= Task requirements =
Set every record down again, exactly and completely.
■ ■ ■ ■
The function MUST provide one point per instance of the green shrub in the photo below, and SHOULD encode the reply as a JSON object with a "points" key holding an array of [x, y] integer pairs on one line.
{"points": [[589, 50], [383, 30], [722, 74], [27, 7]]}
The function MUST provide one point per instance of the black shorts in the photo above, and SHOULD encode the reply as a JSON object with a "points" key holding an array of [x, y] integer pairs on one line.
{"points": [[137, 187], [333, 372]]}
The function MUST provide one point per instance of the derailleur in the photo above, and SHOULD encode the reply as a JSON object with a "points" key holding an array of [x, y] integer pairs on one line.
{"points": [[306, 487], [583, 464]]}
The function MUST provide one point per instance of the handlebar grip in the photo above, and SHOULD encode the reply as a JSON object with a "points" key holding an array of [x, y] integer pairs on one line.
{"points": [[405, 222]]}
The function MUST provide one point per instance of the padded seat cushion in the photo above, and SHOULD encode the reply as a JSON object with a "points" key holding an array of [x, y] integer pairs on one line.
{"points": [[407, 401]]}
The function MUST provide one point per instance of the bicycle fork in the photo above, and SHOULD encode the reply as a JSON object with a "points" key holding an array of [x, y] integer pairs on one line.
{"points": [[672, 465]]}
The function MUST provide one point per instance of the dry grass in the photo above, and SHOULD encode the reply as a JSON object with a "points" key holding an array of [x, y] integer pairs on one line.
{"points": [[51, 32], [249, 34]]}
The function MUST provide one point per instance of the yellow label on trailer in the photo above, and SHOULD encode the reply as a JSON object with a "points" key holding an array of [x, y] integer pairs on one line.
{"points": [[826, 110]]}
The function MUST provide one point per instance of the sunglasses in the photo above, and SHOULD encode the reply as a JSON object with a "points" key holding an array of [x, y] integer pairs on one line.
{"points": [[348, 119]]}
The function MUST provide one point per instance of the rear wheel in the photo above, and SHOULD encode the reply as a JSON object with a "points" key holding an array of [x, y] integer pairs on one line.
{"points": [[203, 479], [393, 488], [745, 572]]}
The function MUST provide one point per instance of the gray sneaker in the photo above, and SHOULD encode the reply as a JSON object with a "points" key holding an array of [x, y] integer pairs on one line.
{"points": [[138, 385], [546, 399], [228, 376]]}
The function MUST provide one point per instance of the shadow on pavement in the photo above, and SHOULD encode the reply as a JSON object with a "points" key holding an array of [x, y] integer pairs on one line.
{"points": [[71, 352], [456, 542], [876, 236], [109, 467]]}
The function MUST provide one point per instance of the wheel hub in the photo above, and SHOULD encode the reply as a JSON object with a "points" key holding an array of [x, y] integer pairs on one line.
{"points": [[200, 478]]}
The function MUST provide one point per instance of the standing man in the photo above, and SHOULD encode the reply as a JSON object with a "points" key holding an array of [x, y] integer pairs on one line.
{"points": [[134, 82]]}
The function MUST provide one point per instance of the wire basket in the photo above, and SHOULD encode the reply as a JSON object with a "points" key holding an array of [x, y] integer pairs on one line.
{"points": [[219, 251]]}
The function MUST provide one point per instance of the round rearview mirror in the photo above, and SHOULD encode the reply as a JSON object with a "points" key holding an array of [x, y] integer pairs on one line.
■ ■ ■ ■
= Output for this exercise =
The function MUST provide one point per instance of the green shrub in the photo below, and SHOULD encode the reply as a JSON object with a "points" key holding an array of [x, y] integer pairs on one line.
{"points": [[589, 50], [383, 30], [722, 74], [27, 7]]}
The function MUST provide one point per instance of the black shorts in the photo above, and SHOULD encode the reply as a JSON object with a "points" key holding an array of [x, y] integer pairs on one line.
{"points": [[137, 187], [333, 372]]}
The function MUST provide one point per instance of the derailleur in the photo above, and SHOULD encode the reply as a JSON object with a "points" key holding an array of [x, y] integer pairs on one line.
{"points": [[306, 487], [583, 464]]}
The function MUST provide one point per instance of the handlebar grip in the photo above, and SHOULD encode the reply as a JSON object with a "points" key holding an array of [x, y] integer pairs on one line.
{"points": [[405, 222]]}
The function MUST provide one point per instance of the padded seat cushion in the photo above, and SHOULD encode the reply as a JSON object with a "points" key holding an array of [x, y] integer pairs on one line.
{"points": [[407, 401]]}
The function MUST provide one point per instance of the bicycle fork in the photo above, and SHOULD encode the reply as a JSON object with a "points" key holding an array of [x, y] integer pairs on one line.
{"points": [[672, 465]]}
The function MUST provide one point per instance of the dry grass in the photo above, and SHOULD encode the reply as a JSON object with a "points" key holding an array of [x, y] integer pairs on one line.
{"points": [[51, 32], [249, 34]]}
The function MUST provide one point per instance of the yellow label on trailer in the photo above, and SHOULD encode the reply as a JSON object with a "points" key holding an array of [x, y] integer pairs on one line.
{"points": [[826, 110]]}
The function MUST provide one point per instance of the sunglasses in the photo above, and SHOULD encode the reply as a JSON object with a "points" key holding an array of [x, y] integer pairs on one line.
{"points": [[348, 119]]}
The function MUST provide one point per instance of the rear wheel in the photo above, and SHOULD encode the reply as a JSON object with a "points" key holding an array of [x, y] integer pairs on one line.
{"points": [[203, 479], [393, 488], [745, 572]]}
The function MUST provide one point per instance of the gray sneaker in the photo above, and SHOULD encode the reply as a JSON object with a "points" key holding an array of [x, y] integer pairs on one line.
{"points": [[138, 385], [546, 399], [228, 376]]}
The function MUST provide one point per instance of the shadow on pavement in the photo above, and SHOULD encode the reply as a JSON object with a "points" key holding an array of [x, y] integer pairs on one line.
{"points": [[71, 352], [456, 542], [876, 236], [109, 467]]}
The function MUST provide one point per instance of the wheel hub in the photo above, and SHOULD encode the reply as a JSON object with a "points" key holding an array of [x, y] integer pairs on one line.
{"points": [[200, 478]]}
The function MUST provide one point per instance of the standing man in the photo above, and SHOULD encode the reply as a JSON object with a "points" key holding an array of [x, y] integer pairs on one line.
{"points": [[134, 82]]}
The function MUST provide one point per instance of the wire basket in the photo above, and SHOULD encode the reply as a JSON object with a "points" key holding an array of [x, y] integer pairs on one line.
{"points": [[219, 251]]}
The function MUST provide one point per instance of the round rearview mirror in the photo above, and SHOULD encode the reply as a JSON object with a "points" key holding an array of [x, y] integer pairs on one line.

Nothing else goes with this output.